>> start Text excerpt

In [1]:
from src import data_utils, preprocessing
import matplotlib.pyplot as plt
import numpy as np

In [2]:
# first we get our cleaned data set
df_og = data_utils.clean_trip_data('yellow_tripdata_2022-05.parquet')

In [3]:
# now we get our X, and ys
X, y_travel_time, y_fare_amount = data_utils.get_feature_target(df_og)

In [4]:
# and we then get our training and testing sets
# we are going to get two sets of y labels, one for travel_time and another for fare_amount
X_train, X_test, y_train_travel_time, y_test_travel_time, y_train_fare_amount, y_test_fare_amount = data_utils.get_train_test_sets(X, y_travel_time, y_fare_amount)

In [5]:
# we can further split the training set into training and validation
X_train, X_val, y_train_travel_time, y_val_travel_time, y_train_fare_amount, y_val_fare_amount = data_utils.get_train_test_sets(X_train, y_train_travel_time, y_train_fare_amount)

In [6]:
# now using the training, validation, and testing sets we can preprocess our data
X_train, X_val, X_test = preprocessing.preprocess_data(X_train, X_val, X_test)

Input train data shape:  (2160964, 10)
Input val data shape:  (540242, 10)
Input test data shape:  (675302, 10) 



In [7]:
column_names_order = ['PULocationID','DOLocationID','improvement_surcharge','congestion_surcharge','airport_fee','day','month','is_weekend','distance_between_zones','morning','afternoon','night']

**MLP model training without Fine Tuning**

In [9]:
from sklearn.neural_network import MLPRegressor
from sklearn.metrics import mean_squared_error, mean_absolute_error, root_mean_squared_error, r2_score

In [10]:
mlp_model = MLPRegressor()

In [None]:
#from sklearn.preprocessing import StandardScaler
#Escalamos datos para ingresar al modelo
#scaler = StandardScaler()

#X_train_scaled = scaler.fit_transform(X_train)
#X_val_scaled = scaler.transform(X_val)


In [18]:
mlp_model.fit(X_train, y_train_fare_amount)



In [19]:
mlp_preds_fare = mlp_model.predict(X_val)
r2_fare = r2_score(y_val_fare_amount, mlp_preds_fare)
mae_fare = mean_absolute_error(y_val_fare_amount, mlp_preds_fare)
rmse_fare = rmse = root_mean_squared_error(y_val_fare_amount, mlp_preds_fare)

print(f'R2 score: {r2_fare}')
print(f'Mean Absolute Error: {mae_fare}')
print(f'Root Mean Squared Error: {rmse_fare}')

R2 score: 0.5442223045654946
Mean Absolute Error: 2.6273268137466372
Root Mean Squared Error: 10.700281756875249


**Fine Tuning**

In [20]:
from sklearn.model_selection import RandomizedSearchCV
param_dist = {
    'hidden_layer_sizes': [(100,), (100, 50), (150, 100), (200,)],
    'activation': ['relu', 'tanh', 'logistic'],
    'solver': ['adam', 'sgd'],
    'max_iter': [300, 500, 1000],
    'alpha': np.logspace(-5, 5, 10),
    'learning_rate': ['constant', 'adaptive'],
}

In [21]:
random_search = RandomizedSearchCV(
    MLPRegressor(random_state=42),
    param_distributions=param_dist,
    n_iter=50,
    cv=5,
    n_jobs=-1,
    random_state=42
)

>> end Text excerpt
>> start Given information

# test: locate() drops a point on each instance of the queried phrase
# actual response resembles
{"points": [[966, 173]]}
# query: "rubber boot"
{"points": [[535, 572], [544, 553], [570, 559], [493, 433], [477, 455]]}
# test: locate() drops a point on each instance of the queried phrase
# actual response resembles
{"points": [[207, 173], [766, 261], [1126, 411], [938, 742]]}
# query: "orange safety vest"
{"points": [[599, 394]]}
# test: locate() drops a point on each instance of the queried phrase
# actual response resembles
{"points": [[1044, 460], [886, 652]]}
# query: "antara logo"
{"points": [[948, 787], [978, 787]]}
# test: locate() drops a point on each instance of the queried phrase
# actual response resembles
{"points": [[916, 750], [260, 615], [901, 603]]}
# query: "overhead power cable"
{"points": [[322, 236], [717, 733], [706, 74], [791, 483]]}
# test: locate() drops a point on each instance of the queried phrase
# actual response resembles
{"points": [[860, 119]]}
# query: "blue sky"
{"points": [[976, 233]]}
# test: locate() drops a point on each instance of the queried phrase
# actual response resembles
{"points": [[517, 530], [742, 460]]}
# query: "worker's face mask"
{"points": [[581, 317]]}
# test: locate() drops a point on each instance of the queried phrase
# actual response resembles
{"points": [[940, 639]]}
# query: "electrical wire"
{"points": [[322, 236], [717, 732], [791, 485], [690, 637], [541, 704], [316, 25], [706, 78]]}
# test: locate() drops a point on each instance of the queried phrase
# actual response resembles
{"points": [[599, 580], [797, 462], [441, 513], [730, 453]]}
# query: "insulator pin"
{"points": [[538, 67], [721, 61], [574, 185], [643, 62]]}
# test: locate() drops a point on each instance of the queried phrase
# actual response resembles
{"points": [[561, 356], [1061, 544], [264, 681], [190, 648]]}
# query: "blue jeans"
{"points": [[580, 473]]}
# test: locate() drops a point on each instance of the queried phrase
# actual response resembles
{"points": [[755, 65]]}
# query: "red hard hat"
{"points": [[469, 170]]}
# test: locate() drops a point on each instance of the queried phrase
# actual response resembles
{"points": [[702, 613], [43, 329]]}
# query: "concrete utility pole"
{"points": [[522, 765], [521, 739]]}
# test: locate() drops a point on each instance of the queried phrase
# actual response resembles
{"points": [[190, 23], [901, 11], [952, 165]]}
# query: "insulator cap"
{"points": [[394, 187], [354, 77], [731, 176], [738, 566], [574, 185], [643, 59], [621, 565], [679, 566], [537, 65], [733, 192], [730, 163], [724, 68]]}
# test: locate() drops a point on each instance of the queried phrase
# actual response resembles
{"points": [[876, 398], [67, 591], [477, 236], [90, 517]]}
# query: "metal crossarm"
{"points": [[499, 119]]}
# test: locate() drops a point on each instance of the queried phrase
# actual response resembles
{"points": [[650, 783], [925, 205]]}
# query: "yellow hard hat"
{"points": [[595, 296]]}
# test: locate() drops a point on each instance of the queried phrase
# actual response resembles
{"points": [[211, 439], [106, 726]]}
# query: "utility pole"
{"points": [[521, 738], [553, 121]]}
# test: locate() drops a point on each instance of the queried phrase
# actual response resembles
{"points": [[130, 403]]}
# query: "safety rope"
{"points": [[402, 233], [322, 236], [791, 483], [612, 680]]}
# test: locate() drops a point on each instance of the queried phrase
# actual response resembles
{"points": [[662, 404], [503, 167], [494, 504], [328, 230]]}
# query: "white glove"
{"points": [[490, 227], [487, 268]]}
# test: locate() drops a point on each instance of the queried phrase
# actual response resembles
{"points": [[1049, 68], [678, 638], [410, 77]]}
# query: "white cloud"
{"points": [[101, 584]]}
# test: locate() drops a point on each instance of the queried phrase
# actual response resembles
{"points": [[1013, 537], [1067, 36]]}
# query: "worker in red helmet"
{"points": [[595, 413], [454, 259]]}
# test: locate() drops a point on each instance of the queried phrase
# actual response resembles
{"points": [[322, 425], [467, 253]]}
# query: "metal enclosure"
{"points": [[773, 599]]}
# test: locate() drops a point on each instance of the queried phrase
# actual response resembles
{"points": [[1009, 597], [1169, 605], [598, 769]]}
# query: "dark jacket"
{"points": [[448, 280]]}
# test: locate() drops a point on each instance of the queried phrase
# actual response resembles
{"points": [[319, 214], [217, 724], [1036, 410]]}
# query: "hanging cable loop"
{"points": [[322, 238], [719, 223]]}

>> end Given information

**What to do**
1. In the fare-prediction notebook, what R2 score does the MLP model reach on the validation set before fine tuning?
2. Return each line of the records that contains the string "hard".

**Responses for each task**
1. 0.5442223045654946

2.
# query: "red hard hat"
# query: "yellow hard hat"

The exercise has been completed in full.